• _本文_
::::::::
そして、大多数の人は、嘘をつくときに、少なからず罪悪感があったり、また、相手を傷付けないための嘘だったりと、平気で嘘をつくことは少ないはず。

…でも、中には、「なぜ、そんなに嘘ばっかりつくんだろう?」「また、嘘ついてる…?!」と思わされる人がいます。今回は、嘘が常習化している場合について、考えていきます。

虚言癖の特徴~嘘つきとの違いは?~

単純に自分の利益のために「嘘をよくつく人」というのは、ただの「嘘つき」ですよね。

それに対して、必要のない時でもしばしば嘘をついたり、日常的に何度も繰り返し嘘をつき、自分でも止められなくなることを虚言癖と言います。

1891年にドイツの心理学者アントン・デルブリュック(Anton Delbrück)によって提唱されましたが、この「虚言癖」は病的な疾患を意味する言葉ではありません。(※)診断名でもないので、病院で「虚言癖です」という診断を告げられることはありません

虚言癖のある人は、ほとんどの場合、嘘をついている時に、「自分は嘘をついている」という自覚がないと言われています。

もし、自覚があって嘘をついている時でも、自覚があるのは話し始めだけで、話をしているうちに、自分の中で「これは嘘である」という自覚はどんどん薄れていくそうです。それはつまり、話している本人が「これは本当の話である」という自己暗示のようなものにかかっていると言えるのかもしれません。

また、虚言癖のある人は「弁が立つ」人が多いとも言われています。間違いを認めず、自信満々に語られると、こちらがいくら聞き始めに「嘘っぽいな~」と疑って聞いていても、その語り口から、次第に「もしかして、本当の話なのかも…?!」と思わされることもあるようです。

虚言癖の人の特徴

  • 自己を正当化するためなら、他人のせいにしたり、他人のミスをでっち上げて自分は責任逃れをする。
  • 話のつじつまが合わなくなっても間違いは絶対に認めず、自信満々でシラを切り通す。
::::::::
• _設問_
1. 本文の「そして、大多数の人は、嘘をつ」から「自覚がないと言われています。」までの部分を、「罪悪感」を「後ろめたさ」に置き換えて書き直してください。
2. 次の各記述が本文の内容と合致するかどうかを「はい」または「いいえ」で答え、判断の根拠となる本文の語句をそのまま引用してください。
(a) 虚言癖という言葉は、1891年にドイツの心理学者によって提唱された。
(b) 病院で虚言癖と診断されることがある。
(c) 虚言癖のある人は、弁が立たない人が多いと言われている。
3. 本文に基づき、次の問いに答えてください。
(a) 単純に自分の利益のために嘘をよくつく人は、何と呼ばれていますか。
(b) 虚言癖のある人は、ほとんどの場合、嘘をついている時にどのような状態だと言われていますか。
(c) 虚言癖の人は、話のつじつまが合わなくなった時にどうしますか。
::::::::
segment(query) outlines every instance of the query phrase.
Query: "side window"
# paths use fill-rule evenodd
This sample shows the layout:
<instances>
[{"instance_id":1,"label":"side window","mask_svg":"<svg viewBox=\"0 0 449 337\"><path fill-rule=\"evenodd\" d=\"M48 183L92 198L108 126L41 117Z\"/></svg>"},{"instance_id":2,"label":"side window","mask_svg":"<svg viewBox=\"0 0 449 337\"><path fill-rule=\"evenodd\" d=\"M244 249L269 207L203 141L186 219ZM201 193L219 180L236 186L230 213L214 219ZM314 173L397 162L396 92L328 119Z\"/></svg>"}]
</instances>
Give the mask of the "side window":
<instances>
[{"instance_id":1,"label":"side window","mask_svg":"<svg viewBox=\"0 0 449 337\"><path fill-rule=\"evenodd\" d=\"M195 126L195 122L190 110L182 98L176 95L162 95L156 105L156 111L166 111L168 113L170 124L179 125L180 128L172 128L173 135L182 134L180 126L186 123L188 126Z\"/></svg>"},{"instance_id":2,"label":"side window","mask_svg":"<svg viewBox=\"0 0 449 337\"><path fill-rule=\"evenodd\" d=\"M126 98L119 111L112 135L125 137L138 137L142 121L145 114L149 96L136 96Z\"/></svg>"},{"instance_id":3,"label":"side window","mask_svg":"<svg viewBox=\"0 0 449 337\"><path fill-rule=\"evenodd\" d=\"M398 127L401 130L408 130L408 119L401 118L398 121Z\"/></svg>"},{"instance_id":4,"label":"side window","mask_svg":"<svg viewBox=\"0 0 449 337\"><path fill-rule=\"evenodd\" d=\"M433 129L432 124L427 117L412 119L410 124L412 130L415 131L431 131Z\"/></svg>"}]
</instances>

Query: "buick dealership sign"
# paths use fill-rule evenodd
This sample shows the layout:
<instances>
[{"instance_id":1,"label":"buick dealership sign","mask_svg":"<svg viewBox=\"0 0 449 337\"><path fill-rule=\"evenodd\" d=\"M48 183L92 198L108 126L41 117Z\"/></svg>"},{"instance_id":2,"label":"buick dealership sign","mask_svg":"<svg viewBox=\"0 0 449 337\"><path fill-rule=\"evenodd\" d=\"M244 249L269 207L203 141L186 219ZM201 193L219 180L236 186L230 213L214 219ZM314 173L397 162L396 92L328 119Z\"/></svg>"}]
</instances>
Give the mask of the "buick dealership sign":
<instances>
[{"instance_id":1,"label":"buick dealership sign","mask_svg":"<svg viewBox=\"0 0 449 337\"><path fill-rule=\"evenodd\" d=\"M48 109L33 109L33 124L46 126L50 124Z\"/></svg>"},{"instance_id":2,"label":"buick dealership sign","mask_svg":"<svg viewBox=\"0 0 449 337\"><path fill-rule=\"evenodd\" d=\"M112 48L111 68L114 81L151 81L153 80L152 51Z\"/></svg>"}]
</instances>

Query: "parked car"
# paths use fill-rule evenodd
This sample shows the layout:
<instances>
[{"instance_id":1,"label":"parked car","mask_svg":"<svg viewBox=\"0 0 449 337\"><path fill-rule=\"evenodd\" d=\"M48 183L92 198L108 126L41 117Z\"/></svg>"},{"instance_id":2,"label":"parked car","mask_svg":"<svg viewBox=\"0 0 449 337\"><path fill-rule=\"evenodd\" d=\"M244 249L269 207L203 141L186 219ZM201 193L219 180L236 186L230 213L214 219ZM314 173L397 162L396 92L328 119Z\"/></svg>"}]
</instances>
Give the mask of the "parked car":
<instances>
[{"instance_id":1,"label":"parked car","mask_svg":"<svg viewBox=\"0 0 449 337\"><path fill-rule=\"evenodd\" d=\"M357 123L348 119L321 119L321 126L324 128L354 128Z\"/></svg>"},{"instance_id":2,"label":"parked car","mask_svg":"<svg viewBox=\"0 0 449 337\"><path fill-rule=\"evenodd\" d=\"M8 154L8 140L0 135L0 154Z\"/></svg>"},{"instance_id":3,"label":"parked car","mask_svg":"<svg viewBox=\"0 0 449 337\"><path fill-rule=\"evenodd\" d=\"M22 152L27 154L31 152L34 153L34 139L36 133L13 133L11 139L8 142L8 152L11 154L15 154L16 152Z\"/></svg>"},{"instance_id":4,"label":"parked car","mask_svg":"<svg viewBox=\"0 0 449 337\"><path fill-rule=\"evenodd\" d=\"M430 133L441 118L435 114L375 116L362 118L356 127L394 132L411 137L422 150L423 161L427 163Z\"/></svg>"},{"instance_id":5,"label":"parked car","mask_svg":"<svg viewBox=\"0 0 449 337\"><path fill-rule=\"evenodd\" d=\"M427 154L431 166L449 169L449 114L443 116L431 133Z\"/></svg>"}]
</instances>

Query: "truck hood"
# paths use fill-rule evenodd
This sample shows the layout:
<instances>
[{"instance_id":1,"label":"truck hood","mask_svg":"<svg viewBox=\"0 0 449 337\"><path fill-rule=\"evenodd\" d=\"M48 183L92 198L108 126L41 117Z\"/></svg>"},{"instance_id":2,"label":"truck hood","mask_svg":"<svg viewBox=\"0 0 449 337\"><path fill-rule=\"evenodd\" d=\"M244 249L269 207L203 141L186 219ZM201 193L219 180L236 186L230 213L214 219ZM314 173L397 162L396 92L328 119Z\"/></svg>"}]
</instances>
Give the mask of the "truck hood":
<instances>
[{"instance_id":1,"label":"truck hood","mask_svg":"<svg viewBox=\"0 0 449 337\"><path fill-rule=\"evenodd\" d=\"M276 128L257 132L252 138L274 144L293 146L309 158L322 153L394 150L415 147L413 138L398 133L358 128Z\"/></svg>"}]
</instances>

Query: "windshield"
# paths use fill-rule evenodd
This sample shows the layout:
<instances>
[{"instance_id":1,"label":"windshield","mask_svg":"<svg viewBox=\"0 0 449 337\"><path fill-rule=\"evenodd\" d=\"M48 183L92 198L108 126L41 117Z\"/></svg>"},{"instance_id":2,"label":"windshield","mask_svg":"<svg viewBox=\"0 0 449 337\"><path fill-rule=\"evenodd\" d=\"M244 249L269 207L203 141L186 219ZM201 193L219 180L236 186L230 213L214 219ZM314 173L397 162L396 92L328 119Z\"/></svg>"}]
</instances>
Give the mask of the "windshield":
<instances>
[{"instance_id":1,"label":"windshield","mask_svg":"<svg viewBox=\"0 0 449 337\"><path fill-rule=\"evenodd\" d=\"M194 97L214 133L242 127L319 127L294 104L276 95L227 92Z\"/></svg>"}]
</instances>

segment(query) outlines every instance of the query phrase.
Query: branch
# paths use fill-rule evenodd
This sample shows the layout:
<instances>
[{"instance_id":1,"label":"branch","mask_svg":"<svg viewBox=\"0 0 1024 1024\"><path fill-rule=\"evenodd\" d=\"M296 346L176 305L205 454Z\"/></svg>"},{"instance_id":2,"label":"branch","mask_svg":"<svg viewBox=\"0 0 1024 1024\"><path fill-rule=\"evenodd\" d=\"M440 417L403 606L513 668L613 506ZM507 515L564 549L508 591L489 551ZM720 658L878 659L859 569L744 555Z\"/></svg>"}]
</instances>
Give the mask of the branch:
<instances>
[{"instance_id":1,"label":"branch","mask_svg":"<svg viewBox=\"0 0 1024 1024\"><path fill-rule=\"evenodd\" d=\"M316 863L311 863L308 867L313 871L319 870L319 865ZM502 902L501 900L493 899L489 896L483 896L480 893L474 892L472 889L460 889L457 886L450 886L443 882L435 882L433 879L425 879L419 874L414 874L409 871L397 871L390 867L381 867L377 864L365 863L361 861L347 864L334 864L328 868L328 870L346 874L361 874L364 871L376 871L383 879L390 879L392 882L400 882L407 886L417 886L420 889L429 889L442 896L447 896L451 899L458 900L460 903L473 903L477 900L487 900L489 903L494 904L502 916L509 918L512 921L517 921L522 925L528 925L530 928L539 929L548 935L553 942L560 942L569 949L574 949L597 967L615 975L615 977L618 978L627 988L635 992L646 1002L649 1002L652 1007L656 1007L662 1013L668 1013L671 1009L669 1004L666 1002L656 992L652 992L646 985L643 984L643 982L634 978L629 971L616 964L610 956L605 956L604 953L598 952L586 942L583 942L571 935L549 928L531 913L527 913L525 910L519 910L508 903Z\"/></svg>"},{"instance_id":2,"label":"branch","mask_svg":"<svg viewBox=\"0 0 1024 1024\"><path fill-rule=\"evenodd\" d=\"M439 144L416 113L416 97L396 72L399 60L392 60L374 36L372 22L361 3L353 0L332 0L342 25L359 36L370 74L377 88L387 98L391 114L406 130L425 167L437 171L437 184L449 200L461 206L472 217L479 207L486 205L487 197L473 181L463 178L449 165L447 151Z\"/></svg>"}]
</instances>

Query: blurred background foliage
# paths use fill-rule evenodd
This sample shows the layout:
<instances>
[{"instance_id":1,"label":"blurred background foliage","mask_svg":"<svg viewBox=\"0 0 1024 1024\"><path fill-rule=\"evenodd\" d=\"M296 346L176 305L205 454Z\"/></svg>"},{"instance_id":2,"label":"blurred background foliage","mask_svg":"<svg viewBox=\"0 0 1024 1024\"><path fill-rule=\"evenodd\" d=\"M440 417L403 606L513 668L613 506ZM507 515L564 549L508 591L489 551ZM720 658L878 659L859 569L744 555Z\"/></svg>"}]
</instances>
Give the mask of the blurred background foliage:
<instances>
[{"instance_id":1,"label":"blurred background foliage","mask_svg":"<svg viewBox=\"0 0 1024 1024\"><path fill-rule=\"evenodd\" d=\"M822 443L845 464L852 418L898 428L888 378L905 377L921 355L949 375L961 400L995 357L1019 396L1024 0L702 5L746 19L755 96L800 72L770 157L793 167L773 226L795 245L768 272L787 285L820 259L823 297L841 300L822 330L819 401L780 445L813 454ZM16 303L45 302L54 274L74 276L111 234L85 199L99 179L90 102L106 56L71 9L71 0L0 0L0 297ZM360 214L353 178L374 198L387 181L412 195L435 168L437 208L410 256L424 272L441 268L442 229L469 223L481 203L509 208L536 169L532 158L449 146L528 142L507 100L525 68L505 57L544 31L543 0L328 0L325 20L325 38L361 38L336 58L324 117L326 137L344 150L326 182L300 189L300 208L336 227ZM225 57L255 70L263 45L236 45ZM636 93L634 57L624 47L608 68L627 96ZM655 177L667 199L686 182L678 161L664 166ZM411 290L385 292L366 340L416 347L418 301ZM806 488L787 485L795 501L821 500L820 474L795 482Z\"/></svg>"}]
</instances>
::::::::
• _解答_
1.
そして、大多数の人は、嘘をつくときに、少なからず後ろめたさがあったり、また、相手を傷付けないための嘘だったりと、平気で嘘をつくことは少ないはず。

…でも、中には、「なぜ、そんなに嘘ばっかりつくんだろう?」「また、嘘ついてる…?!」と思わされる人がいます。今回は、嘘が常習化している場合について、考えていきます。

虚言癖の特徴~嘘つきとの違いは?~

単純に自分の利益のために「嘘をよくつく人」というのは、ただの「嘘つき」ですよね。

それに対して、必要のない時でもしばしば嘘をついたり、日常的に何度も繰り返し嘘をつき、自分でも止められなくなることを虚言癖と言います。

1891年にドイツの心理学者アントン・デルブリュック(Anton Delbrück)によって提唱されましたが、この「虚言癖」は病的な疾患を意味する言葉ではありません。(※)診断名でもないので、病院で「虚言癖です」という診断を告げられることはありません

虚言癖のある人は、ほとんどの場合、嘘をついている時に、「自分は嘘をついている」という自覚がないと言われています。

2.
(a) はい。『1891年にドイツの心理学者アントン・デルブリュック(Anton Delbrück)によって提唱されました』
(b) いいえ。『病院で「虚言癖です」という診断を告げられることはありません』
(c) いいえ。『虚言癖のある人は「弁が立つ」人が多いとも言われています』

3.
(a) ただの「嘘つき」と呼ばれています。
(b) 「自分は嘘をついている」という自覚がない状態だと言われています。
(c) 間違いは絶対に認めず、自信満々でシラを切り通します。